What this task involves: Once you have read the records below, write them all out exactly as given.

Source material:
■ ■ ■ ■ ■

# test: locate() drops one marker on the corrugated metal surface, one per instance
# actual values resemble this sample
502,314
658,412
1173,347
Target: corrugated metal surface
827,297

■ ■ ■ ■ ■

Output:
# test: locate() drops one marker on the corrugated metal surface, one per instance
# actual values resemble this sample
502,314
658,412
1173,347
Target: corrugated metal surface
827,297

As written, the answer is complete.